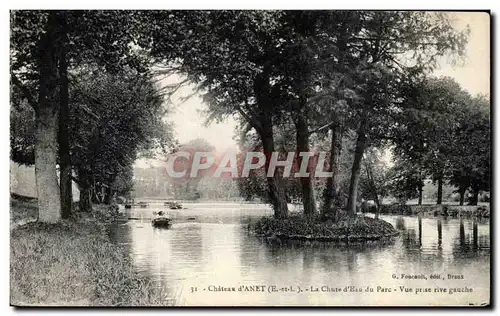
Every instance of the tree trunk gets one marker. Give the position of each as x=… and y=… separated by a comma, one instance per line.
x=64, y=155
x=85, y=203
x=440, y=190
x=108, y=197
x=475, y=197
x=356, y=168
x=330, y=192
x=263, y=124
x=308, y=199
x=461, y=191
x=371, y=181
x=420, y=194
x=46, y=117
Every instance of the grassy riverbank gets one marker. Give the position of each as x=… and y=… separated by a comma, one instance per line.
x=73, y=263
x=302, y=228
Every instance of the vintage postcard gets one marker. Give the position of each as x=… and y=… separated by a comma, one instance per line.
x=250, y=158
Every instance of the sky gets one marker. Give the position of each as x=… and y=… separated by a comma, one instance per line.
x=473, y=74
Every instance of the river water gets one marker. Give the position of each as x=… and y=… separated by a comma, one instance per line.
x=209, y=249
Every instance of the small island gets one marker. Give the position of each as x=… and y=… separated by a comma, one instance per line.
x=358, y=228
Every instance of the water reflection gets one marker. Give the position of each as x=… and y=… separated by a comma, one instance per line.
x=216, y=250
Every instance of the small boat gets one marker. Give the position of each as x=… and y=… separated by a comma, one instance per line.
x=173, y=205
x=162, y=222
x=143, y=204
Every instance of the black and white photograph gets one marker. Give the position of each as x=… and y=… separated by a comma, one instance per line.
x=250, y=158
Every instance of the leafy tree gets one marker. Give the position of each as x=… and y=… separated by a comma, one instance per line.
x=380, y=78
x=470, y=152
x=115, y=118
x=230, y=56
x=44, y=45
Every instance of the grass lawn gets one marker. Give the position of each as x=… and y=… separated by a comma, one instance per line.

##########

WORK INSTRUCTIONS = Rewrite all the rows above, putting "receives a single point" wherever "gets one marker" appears and changing nothing else. Leave the pictures out.

OUTPUT =
Every instance of the tree trunk receives a single point. Give the position of each as x=… and y=… separated by a comma, one instance per line.
x=64, y=155
x=85, y=203
x=440, y=190
x=108, y=197
x=475, y=197
x=356, y=168
x=330, y=192
x=263, y=124
x=308, y=199
x=461, y=191
x=371, y=181
x=420, y=194
x=46, y=117
Every instance of the grassy riverbank receives a single point. Give the position of each as x=… and y=… separated by a comma, one instance per line.
x=73, y=263
x=302, y=228
Every instance of the vintage postcard receives a single point. Give the position of each as x=… and y=… separated by a comma, one instance per line.
x=250, y=158
Every instance of the sky receives a single point. Give the position of each as x=… and y=… separated by a comma, one instance per line.
x=473, y=74
Every instance of the river water receives a single point. Give the position of each as x=… and y=… separated by a comma, one instance per line.
x=209, y=249
Every instance of the small island receives a single point. Give the position of each as x=… and y=… separated by a comma, one instance per line.
x=358, y=228
Every instance of the water reflection receives a single point. Give the position of each as x=… and y=… separated by a comma, one instance per line.
x=216, y=250
Every instance of the small boat receives a single point. Give the position of each as x=… and y=… separated by a comma, one instance per line.
x=173, y=205
x=162, y=222
x=143, y=204
Every instance of the black and white photograph receives a single point. Give the position of each as x=… and y=… separated by a comma, one instance per line.
x=250, y=158
Every instance of the leafy tree receives a single point. Give the position of each as x=… and y=… separated by a comma, one instance per line.
x=380, y=78
x=470, y=152
x=115, y=118
x=230, y=56
x=44, y=45
Every instance of the grass lawn receives a single point. Give the position of each as x=… and y=… separated by a comma, one instance per line.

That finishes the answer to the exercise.